M. Gaëtan Gorce , président. - Merci pour votre participation à nos travaux, c'est toujours un très grand plaisir et un enrichissement de vous entendre.
Audition de M. Pierre Bellanger, fondateur et PDG de la radio Skyrock
M. Gaëtan Gorce , président . - Nous vous remercions, Monsieur Pierre Bellanger, de venir devant notre mission exposer vos vues sur la gouvernance d'Internet ; vous avez pris des positions très fermes sur la question de la souveraineté numérique et sur celle du pouvoir dans l'économie numérique : nous sommes d'emblée au coeur de notre sujet.
M. Pierre Bellanger, fondateur et PDG de la radio Skyrock . - Effectivement, je viens de publier La souveraineté numérique , où j'expose l'analyse que je vais vous présenter ici.

[Entrées du jeu de données]

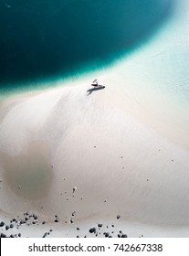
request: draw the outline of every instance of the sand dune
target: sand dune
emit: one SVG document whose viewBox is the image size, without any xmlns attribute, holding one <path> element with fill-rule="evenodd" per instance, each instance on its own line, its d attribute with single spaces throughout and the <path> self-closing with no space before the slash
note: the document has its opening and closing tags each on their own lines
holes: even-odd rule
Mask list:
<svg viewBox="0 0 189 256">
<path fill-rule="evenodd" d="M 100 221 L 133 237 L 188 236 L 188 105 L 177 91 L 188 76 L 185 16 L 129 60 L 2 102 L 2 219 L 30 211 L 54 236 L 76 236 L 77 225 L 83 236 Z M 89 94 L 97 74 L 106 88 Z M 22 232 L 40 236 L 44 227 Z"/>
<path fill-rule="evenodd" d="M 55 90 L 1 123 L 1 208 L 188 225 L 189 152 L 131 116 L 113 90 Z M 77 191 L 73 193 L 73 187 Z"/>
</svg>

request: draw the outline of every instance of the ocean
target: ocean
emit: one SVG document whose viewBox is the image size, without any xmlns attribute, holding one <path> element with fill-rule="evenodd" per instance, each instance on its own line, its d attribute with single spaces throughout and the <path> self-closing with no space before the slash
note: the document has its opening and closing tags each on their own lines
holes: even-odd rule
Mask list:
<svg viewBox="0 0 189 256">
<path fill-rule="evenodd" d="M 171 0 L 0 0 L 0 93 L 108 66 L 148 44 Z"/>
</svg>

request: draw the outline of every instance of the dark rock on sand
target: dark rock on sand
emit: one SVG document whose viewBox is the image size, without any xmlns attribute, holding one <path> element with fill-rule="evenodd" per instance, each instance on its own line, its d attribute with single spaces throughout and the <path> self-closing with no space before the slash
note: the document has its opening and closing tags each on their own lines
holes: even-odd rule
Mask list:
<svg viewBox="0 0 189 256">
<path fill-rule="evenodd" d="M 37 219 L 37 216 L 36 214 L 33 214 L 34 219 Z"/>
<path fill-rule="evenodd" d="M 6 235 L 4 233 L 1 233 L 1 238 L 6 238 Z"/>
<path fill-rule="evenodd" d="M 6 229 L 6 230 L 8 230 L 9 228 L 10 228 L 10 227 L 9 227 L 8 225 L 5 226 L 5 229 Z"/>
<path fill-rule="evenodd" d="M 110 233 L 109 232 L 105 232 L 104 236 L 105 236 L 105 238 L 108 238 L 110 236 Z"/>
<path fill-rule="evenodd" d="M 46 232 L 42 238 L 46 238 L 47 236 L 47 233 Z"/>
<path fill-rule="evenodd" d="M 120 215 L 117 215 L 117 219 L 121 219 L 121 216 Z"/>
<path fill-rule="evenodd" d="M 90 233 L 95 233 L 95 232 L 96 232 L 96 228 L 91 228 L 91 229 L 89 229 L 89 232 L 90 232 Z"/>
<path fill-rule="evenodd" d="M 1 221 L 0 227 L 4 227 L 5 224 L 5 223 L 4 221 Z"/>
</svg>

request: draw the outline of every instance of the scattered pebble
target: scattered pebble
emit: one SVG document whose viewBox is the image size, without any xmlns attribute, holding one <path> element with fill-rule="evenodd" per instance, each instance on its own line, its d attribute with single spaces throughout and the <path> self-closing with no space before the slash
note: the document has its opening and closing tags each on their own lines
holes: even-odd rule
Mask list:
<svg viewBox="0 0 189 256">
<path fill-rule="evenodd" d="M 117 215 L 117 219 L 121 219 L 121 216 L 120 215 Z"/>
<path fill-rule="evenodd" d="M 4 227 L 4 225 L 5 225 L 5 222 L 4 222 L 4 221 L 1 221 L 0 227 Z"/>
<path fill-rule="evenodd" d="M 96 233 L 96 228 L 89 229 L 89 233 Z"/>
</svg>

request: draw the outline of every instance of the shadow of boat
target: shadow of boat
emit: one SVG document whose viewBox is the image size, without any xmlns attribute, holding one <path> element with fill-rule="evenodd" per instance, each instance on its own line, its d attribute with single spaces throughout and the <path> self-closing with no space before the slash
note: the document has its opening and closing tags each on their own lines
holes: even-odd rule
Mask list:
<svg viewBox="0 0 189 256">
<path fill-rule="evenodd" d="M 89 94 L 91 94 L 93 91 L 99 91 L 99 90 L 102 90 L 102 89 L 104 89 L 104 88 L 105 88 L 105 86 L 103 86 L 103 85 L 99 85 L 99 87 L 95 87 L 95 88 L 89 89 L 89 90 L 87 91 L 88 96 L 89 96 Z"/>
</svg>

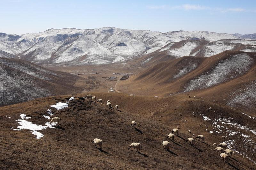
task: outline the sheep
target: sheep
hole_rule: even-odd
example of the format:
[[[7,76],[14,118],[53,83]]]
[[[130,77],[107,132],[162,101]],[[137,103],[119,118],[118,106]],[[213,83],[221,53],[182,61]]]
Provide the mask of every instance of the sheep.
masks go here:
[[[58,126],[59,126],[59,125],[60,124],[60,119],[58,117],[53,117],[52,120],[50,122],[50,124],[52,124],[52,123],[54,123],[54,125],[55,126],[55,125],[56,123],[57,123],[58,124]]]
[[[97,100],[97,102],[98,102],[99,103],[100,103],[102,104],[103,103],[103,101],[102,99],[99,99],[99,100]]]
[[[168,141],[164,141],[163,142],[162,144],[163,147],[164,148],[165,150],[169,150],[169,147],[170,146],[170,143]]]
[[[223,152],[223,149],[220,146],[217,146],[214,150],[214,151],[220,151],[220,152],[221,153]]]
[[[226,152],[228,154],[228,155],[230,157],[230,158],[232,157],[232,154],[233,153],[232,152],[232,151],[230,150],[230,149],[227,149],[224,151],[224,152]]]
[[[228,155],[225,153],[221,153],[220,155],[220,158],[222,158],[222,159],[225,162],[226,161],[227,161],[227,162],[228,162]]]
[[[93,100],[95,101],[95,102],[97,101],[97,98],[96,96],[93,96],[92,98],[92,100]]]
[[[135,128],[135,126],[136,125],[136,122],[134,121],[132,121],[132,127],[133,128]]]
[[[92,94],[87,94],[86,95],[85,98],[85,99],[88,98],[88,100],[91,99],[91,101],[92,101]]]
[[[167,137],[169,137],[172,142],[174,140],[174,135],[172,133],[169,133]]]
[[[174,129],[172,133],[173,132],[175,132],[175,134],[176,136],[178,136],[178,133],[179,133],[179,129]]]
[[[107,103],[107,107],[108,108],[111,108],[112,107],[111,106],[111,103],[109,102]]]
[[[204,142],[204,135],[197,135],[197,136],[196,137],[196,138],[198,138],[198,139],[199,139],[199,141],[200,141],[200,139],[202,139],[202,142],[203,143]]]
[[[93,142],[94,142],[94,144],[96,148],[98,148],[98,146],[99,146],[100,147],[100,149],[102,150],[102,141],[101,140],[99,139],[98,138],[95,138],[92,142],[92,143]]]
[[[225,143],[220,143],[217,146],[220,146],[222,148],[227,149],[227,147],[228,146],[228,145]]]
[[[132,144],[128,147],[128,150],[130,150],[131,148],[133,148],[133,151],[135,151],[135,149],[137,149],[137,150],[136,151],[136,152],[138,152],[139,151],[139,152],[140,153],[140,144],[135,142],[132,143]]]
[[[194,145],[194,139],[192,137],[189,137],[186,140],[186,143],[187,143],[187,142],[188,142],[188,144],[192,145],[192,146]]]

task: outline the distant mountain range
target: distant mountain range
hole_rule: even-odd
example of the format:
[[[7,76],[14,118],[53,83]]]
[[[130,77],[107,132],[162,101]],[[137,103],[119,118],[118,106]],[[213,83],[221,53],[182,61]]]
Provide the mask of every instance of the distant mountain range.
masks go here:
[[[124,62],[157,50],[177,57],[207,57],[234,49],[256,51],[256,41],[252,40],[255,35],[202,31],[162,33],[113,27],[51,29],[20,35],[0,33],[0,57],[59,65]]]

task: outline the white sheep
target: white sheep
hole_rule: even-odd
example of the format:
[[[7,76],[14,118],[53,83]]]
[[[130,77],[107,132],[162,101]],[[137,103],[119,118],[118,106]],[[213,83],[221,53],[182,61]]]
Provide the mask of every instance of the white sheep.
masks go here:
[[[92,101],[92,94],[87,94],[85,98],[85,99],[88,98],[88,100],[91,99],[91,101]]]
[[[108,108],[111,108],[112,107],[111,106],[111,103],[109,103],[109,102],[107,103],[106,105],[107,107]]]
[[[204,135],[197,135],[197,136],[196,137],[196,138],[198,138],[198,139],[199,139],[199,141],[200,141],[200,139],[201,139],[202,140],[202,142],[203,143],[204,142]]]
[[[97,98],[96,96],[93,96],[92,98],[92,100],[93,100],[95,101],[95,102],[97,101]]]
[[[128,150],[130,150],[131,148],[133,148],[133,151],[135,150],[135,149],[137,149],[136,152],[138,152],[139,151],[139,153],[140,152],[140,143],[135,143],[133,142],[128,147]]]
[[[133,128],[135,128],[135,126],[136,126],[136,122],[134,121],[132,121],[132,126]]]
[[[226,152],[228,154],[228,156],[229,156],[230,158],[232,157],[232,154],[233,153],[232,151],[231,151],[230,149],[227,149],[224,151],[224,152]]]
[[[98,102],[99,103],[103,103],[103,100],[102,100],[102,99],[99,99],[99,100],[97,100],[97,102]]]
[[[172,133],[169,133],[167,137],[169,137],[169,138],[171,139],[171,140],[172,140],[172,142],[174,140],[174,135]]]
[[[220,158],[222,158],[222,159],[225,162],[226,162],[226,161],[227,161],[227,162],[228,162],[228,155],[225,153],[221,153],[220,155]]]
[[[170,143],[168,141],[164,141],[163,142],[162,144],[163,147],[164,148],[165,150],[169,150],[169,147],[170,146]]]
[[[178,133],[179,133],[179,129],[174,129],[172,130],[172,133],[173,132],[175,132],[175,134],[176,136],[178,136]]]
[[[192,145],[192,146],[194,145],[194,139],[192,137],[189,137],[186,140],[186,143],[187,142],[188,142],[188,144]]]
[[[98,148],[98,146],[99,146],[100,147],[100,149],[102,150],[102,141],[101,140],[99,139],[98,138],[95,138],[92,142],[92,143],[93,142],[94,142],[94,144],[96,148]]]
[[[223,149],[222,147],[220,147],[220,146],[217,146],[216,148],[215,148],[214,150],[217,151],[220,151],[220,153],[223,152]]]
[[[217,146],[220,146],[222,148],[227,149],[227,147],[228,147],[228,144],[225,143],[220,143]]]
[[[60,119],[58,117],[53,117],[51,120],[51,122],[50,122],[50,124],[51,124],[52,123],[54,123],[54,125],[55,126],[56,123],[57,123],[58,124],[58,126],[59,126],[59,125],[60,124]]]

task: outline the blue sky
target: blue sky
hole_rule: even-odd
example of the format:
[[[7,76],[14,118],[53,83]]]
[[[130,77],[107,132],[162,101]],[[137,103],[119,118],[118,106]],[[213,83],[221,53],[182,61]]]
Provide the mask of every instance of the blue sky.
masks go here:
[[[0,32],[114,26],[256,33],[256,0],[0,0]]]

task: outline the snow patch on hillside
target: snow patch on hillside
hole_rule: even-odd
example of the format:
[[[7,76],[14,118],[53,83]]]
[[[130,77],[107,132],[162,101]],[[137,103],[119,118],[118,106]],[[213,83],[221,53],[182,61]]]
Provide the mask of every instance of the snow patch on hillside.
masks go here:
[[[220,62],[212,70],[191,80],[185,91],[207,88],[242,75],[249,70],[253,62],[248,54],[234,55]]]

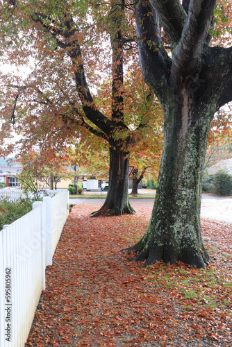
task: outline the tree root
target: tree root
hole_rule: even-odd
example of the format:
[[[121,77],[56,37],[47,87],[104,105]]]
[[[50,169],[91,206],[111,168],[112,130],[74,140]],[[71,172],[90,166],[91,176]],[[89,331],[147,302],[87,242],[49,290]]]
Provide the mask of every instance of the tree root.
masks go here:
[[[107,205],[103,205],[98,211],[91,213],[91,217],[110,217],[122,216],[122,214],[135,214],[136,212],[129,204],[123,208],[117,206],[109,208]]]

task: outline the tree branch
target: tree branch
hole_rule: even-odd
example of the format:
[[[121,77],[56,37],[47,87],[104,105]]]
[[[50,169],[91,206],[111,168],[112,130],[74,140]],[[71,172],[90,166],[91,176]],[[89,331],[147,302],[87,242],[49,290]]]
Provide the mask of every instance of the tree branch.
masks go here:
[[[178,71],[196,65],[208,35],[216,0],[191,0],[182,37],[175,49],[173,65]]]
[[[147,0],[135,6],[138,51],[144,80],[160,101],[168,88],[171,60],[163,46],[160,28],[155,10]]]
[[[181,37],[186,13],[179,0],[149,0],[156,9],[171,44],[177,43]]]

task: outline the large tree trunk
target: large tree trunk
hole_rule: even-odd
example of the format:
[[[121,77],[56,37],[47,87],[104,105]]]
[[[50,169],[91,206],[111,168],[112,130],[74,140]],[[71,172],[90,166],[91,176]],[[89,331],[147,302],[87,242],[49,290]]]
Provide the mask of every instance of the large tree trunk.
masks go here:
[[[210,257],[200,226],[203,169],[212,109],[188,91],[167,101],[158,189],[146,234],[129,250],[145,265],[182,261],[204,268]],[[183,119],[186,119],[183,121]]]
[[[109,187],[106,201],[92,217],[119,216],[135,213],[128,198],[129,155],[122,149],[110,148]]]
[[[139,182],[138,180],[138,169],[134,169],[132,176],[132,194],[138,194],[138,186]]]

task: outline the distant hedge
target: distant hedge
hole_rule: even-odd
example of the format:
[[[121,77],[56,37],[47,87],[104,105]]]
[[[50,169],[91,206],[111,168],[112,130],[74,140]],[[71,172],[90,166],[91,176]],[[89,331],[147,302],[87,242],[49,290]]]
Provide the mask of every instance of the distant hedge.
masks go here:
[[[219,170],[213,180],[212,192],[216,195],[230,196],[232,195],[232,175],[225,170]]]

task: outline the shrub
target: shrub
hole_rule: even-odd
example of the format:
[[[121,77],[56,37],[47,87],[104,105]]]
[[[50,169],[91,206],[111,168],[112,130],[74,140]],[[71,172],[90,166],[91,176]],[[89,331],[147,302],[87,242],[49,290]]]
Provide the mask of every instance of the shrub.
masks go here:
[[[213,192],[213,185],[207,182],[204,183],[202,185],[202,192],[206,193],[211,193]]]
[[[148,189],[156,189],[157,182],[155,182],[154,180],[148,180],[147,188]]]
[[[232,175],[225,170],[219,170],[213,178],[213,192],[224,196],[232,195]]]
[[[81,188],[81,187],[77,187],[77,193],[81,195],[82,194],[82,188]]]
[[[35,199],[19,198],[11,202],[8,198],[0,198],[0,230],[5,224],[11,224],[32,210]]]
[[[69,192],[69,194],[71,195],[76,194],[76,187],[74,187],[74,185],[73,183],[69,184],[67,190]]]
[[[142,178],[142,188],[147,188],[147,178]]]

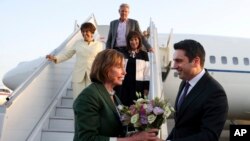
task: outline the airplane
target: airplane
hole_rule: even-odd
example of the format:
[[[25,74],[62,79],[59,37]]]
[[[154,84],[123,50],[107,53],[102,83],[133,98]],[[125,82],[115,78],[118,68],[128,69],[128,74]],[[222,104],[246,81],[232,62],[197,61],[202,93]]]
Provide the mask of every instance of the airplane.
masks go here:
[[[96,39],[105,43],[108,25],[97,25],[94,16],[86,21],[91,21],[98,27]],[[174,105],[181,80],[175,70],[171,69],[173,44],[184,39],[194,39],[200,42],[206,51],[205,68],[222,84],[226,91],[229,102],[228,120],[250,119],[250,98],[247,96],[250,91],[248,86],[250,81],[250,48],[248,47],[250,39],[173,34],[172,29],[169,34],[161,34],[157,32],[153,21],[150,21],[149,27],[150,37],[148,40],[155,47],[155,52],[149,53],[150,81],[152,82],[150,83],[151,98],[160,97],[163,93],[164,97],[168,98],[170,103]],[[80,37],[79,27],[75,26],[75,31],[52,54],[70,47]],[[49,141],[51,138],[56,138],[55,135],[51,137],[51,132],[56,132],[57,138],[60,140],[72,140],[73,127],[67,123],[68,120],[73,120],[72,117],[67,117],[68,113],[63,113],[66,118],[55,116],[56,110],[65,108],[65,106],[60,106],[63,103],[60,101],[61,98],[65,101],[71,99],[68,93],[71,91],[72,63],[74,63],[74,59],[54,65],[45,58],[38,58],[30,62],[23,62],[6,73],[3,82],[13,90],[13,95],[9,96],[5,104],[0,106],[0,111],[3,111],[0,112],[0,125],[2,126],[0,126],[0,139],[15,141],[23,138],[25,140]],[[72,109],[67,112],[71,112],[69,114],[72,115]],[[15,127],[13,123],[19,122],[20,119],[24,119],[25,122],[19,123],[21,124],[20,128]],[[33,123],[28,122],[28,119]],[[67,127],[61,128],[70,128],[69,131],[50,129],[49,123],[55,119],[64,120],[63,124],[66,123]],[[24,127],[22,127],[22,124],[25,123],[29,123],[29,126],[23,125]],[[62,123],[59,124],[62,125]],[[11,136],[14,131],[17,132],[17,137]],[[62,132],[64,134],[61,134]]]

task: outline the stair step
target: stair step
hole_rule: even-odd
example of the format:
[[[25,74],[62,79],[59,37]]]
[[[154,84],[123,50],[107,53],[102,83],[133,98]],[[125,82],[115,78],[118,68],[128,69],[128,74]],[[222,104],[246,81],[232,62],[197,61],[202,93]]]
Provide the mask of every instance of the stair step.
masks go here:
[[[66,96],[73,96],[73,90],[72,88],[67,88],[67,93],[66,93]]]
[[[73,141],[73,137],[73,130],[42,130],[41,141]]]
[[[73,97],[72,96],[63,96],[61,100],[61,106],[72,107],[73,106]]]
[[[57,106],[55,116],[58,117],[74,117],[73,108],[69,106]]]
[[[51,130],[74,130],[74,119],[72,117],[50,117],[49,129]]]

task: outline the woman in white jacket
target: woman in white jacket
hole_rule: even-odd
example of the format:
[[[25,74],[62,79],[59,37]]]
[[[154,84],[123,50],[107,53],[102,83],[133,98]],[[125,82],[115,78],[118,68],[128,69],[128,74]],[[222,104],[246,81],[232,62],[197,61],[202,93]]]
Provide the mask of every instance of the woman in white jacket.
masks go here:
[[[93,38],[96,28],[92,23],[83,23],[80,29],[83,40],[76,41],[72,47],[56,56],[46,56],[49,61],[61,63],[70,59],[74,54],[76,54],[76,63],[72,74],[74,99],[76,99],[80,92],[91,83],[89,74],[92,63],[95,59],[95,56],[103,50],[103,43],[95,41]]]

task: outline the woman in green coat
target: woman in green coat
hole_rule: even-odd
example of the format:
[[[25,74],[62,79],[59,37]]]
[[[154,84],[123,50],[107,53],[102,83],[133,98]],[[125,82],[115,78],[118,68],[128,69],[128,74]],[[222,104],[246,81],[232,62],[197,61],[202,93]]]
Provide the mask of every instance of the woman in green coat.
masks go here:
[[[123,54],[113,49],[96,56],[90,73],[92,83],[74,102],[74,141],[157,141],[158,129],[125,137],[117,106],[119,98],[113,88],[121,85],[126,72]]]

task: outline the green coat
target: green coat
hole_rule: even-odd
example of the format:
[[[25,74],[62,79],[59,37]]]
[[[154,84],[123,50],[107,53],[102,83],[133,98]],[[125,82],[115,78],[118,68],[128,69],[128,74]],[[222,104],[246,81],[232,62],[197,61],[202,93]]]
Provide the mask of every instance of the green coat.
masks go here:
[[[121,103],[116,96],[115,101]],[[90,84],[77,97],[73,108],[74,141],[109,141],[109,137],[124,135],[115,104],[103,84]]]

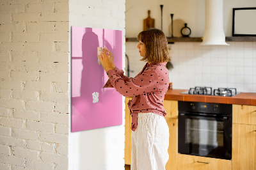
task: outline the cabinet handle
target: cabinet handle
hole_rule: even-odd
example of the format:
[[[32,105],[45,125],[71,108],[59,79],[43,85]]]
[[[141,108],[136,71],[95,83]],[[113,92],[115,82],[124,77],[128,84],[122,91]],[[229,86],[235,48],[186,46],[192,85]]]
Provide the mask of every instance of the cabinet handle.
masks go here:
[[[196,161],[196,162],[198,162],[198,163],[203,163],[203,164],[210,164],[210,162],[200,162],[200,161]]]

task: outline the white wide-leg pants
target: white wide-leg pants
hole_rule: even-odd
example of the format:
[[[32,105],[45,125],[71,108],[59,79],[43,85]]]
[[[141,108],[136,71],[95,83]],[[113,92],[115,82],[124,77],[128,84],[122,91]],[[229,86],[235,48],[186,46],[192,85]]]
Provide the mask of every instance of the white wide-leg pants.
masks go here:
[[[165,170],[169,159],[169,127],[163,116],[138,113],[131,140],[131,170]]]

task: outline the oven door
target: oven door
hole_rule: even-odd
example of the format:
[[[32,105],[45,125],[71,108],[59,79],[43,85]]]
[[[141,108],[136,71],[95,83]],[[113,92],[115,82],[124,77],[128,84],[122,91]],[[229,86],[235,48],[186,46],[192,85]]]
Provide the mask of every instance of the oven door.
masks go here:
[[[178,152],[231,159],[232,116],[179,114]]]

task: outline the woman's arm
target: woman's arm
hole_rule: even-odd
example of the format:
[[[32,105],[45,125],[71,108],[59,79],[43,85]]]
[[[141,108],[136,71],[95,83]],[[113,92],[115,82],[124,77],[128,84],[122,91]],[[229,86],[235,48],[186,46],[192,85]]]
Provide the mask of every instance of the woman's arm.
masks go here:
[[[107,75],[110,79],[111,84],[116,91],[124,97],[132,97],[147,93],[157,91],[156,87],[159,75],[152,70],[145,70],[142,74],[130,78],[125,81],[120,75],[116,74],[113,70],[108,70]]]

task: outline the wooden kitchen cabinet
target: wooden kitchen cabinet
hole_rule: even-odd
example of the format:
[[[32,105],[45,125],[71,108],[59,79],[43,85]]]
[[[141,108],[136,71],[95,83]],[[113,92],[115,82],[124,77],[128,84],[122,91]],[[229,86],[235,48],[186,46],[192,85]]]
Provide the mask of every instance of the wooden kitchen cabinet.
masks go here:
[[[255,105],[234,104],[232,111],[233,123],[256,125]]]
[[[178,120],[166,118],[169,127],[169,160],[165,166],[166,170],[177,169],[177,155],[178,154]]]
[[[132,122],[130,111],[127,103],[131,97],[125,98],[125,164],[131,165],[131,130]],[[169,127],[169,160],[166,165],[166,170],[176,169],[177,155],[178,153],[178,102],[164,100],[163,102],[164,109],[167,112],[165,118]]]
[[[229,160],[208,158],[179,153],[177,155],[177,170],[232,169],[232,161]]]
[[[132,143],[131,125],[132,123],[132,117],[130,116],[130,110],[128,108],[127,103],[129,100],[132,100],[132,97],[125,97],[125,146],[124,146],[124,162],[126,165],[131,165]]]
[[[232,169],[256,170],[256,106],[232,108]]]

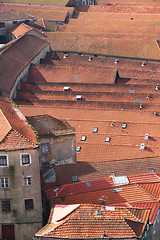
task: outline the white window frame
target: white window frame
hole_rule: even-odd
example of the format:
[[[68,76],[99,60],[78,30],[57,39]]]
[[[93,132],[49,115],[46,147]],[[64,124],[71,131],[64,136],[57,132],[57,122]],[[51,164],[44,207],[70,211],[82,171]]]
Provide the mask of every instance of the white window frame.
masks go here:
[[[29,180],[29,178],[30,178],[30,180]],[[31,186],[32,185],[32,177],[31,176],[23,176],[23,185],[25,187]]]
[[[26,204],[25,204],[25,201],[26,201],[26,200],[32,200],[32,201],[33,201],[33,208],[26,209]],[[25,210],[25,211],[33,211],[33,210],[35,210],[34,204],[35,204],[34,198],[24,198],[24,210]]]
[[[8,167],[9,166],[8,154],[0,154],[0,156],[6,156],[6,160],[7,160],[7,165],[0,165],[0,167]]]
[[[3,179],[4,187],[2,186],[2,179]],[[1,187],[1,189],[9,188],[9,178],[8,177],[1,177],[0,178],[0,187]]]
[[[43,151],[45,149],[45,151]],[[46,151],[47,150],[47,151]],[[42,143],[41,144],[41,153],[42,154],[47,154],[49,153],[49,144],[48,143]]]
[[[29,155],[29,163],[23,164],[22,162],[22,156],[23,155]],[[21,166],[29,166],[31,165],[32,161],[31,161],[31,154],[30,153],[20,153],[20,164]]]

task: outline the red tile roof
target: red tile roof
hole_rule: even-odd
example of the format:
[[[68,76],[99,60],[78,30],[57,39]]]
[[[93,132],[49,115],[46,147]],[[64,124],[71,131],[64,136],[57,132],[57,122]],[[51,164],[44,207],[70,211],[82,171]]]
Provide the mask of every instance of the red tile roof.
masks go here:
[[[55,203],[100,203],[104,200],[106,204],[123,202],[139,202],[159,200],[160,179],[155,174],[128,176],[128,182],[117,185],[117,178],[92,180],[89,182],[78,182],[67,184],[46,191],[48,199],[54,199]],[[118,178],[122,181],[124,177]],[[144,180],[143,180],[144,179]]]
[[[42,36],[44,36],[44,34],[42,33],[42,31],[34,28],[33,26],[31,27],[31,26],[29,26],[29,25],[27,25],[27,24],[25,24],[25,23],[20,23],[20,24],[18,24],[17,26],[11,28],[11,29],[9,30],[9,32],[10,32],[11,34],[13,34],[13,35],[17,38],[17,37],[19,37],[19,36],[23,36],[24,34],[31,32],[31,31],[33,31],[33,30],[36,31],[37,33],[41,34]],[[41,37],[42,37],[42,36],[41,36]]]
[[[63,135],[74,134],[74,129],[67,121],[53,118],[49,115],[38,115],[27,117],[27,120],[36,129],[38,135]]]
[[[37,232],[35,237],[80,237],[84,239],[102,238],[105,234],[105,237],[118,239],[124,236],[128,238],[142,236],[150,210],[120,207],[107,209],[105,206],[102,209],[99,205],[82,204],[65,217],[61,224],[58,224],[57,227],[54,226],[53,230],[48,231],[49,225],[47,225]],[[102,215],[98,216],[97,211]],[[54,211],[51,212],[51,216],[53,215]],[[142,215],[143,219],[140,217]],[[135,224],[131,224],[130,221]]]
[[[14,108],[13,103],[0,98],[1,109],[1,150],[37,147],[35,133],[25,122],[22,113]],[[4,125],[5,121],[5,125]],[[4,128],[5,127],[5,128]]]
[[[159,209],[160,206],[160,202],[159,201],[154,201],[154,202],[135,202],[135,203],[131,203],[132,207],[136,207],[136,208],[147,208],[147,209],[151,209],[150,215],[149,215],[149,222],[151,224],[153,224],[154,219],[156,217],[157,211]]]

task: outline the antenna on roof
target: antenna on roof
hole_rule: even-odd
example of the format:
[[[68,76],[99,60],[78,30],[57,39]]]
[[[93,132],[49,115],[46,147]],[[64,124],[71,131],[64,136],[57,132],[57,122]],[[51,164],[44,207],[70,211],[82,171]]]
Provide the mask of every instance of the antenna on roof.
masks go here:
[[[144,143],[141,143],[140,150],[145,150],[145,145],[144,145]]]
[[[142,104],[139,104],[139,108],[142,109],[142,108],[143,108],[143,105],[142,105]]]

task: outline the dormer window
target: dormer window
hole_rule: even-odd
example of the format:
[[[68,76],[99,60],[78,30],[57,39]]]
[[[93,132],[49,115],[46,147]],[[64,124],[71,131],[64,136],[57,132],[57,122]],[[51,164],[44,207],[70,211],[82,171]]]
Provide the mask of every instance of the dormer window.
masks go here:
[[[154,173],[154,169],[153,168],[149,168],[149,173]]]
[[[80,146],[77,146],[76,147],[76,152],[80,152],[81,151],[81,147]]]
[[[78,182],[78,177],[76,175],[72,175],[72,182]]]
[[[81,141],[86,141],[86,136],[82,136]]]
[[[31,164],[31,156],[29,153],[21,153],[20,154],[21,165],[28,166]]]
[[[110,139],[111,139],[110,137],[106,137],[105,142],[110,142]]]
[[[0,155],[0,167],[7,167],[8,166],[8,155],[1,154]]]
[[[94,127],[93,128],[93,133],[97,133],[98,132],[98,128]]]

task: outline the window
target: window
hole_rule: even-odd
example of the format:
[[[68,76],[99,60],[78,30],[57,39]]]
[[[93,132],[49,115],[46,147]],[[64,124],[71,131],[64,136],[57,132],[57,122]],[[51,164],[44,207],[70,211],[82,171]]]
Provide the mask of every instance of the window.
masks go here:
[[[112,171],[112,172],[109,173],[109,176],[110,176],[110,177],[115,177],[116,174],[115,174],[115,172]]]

* [CONSIGNE 1]: Dans le texte fourni, relevez tous les thèmes que M. Gaëtan Gorce évoque en accueillant M. Pierre Bellanger.
* [CONSIGNE 2]: D'après le texte fourni, quel ouvrage M. Pierre Bellanger vient-il de publier ?
* [CONSIGNE 3]: Poursuivez le compte rendu de l'audition de M. Pierre Bellanger à partir de sa dernière phrase.
Les entrées n'interviennent pas dans ce travail.

* [RÉPONSE 1]:
- la gouvernance d'Internet
- la souveraineté numérique
- le pouvoir dans l'économie numérique

* [RÉPONSE 2]: La souveraineté numérique.

* [RÉPONSE 3]:
Je crois qu'avec Internet, il y a non-assistance à personnes en danger - les personnes étant, en l'occurrence, les Français dans leur ensemble. En effet, Internet ne s'ajoute pas au monde, il le remplace ; il se substitue à la vie économique et sociale telle que nous la connaissons : c'est en ce sens qu'en France, nous sommes tous en danger, dans un délai rapproché.
Certaines maladies ne font pas mal et lorsqu'on les décèle, il est souvent trop tard. Notre inconséquence à l'égard d'Internet en est un exemple : on l'a d'abord regardé avec candeur, puis on s'en est effrayé, mais les premières réactions sérieuses sont venues lorsqu'on a constaté ses destructions d'emplois - il détruit quatre emplois quand il en crée un seul et 10% seulement des emplois qu'il crée sont qualifiés ; ce multiplicateur de temps-machine devient le centre de gravité de l'économie, qui se reconfigure ; la mondialisation a dévasté les classes populaires : Internet va dévorer les classes moyennes - et la crise de 2008 apparaîtra bientôt comme un simple épisode modeste au regard du cataclysme qui s'annonce. La France et l'Union européenne ne maîtrisent rien, le contrôle est américain : Internet siphonne notre fiscalité et notre souveraineté - c'est un bouleversement qui, si nous ne faisons rien, mettra fin à notre modèle social et économique.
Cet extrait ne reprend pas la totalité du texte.